──────── Texte étudié

Ex-président du conseil d’administration de Tunisie Valeurs, ancien ministre du Développement, de l’Investissement et de la Coopération internationale en 2016, également ministre des Finances par intérim en 2017 et actuellement président d’Afek Tounes, Fadhel Abdelkafi, 50 ans, était interviewé le week-end dernier par l’affable mais exigeante journaliste Sameh Mefteh sur la chaine Carthage+. En voici quelques extraits.
M. Abdelkafi, est-il impératif pour un homme politique d’avoir une solide formation économique pour gérer au mieux les affaires de la cité?
Fadhel Abdelkafi: Laissez-moi vous avouer qu’un homme politique qui se respecte doit forcement être conscient de l’impact de l’économie sur la chose politique. En Tunisie, les vrais problèmes sont plutôt d’ordre économique auxquels se greffe la politique.
En vérité, le rôle de l’homme politique consiste tout simplement à améliorer la situation des citoyens.
A titre d’exemple, à un visiteur qui lui conseillait de faire plus de politique, feu Hédi Nouira répliqua: la politique c’est le prix des piments et de la tomate). Il n’est aucun président ou roi qui interpelle quasi quotidiennement ses ministres pour s’enquérir du prix des matières de première nécessité.
Bref, un bon dirigeant peut ne pas comprendre grande chose de l’économie. Mais en revanche, il doit s’entourer de gens compétents en la matière. Le président Mitterrand, un homme de lettres, avait des conseillers économiques de premier ordre.
Que pensez-vous du litige ouvert entre les trois présidences?

────────────────
──────── Items présentés

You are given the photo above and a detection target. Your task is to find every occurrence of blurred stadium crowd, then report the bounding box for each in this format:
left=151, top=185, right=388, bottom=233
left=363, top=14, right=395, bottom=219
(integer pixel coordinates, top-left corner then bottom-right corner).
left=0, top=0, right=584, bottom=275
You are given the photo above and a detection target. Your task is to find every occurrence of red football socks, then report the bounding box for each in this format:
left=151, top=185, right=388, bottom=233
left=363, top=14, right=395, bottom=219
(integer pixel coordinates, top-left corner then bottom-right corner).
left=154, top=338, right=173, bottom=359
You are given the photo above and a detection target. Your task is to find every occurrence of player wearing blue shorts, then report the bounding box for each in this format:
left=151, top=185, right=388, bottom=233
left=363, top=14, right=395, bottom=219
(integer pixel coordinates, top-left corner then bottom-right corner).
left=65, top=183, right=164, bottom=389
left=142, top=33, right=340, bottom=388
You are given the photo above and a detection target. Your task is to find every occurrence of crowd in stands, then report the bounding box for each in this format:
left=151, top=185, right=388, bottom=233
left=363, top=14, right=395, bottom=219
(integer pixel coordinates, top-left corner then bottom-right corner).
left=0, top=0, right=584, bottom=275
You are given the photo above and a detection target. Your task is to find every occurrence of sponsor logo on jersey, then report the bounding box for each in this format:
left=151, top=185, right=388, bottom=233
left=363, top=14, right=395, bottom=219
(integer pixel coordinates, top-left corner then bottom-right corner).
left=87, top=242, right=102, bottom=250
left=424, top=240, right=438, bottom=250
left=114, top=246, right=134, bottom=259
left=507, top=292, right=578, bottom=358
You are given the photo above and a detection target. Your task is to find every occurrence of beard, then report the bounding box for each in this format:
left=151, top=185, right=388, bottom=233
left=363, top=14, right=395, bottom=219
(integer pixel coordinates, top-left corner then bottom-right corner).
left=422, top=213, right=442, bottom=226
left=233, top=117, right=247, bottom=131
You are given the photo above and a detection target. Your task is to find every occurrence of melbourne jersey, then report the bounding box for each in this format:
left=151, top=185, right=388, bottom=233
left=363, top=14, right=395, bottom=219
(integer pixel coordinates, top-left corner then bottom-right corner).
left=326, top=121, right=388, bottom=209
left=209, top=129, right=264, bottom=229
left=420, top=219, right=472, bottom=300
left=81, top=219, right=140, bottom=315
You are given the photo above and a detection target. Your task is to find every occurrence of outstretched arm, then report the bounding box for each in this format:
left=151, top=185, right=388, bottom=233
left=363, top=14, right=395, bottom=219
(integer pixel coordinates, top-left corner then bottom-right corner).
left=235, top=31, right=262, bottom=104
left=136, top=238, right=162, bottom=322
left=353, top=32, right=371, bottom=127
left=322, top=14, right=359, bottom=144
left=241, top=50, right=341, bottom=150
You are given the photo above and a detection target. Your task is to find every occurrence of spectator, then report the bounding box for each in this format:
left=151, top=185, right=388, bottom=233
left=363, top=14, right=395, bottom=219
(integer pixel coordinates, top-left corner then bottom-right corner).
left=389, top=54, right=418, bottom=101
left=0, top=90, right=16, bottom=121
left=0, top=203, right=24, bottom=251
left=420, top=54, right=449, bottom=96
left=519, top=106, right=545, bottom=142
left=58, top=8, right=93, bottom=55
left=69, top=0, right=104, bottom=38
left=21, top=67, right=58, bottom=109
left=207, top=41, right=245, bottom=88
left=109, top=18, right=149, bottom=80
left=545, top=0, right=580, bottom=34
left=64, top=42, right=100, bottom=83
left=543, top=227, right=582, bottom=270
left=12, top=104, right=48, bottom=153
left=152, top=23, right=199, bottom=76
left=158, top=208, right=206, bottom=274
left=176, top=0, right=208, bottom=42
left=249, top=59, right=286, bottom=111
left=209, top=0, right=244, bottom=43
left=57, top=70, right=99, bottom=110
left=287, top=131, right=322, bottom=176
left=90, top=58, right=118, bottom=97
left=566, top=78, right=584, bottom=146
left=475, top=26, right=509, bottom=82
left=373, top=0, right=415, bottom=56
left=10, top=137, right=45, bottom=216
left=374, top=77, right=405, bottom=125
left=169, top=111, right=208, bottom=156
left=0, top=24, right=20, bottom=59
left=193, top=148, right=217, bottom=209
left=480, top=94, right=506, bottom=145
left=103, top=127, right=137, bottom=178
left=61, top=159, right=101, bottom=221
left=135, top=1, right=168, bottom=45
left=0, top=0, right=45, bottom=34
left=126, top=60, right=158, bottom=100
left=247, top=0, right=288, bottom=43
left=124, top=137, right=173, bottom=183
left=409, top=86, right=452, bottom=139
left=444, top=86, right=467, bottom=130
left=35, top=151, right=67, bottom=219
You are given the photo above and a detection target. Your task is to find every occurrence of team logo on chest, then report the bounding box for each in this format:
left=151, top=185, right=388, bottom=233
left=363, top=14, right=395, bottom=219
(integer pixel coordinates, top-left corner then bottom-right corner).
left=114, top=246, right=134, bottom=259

────────────────

> _Tâche à réaliser_
Recopiez mot pour mot le passage du texte étudié qui va de « En vérité, le » à « de première nécessité. ». Les items n'ont aucun lien avec le texte étudié.

> _Résultat de l'exercice_
En vérité, le rôle de l’homme politique consiste tout simplement à améliorer la situation des citoyens.
A titre d’exemple, à un visiteur qui lui conseillait de faire plus de politique, feu Hédi Nouira répliqua: la politique c’est le prix des piments et de la tomate). Il n’est aucun président ou roi qui interpelle quasi quotidiennement ses ministres pour s’enquérir du prix des matières de première nécessité.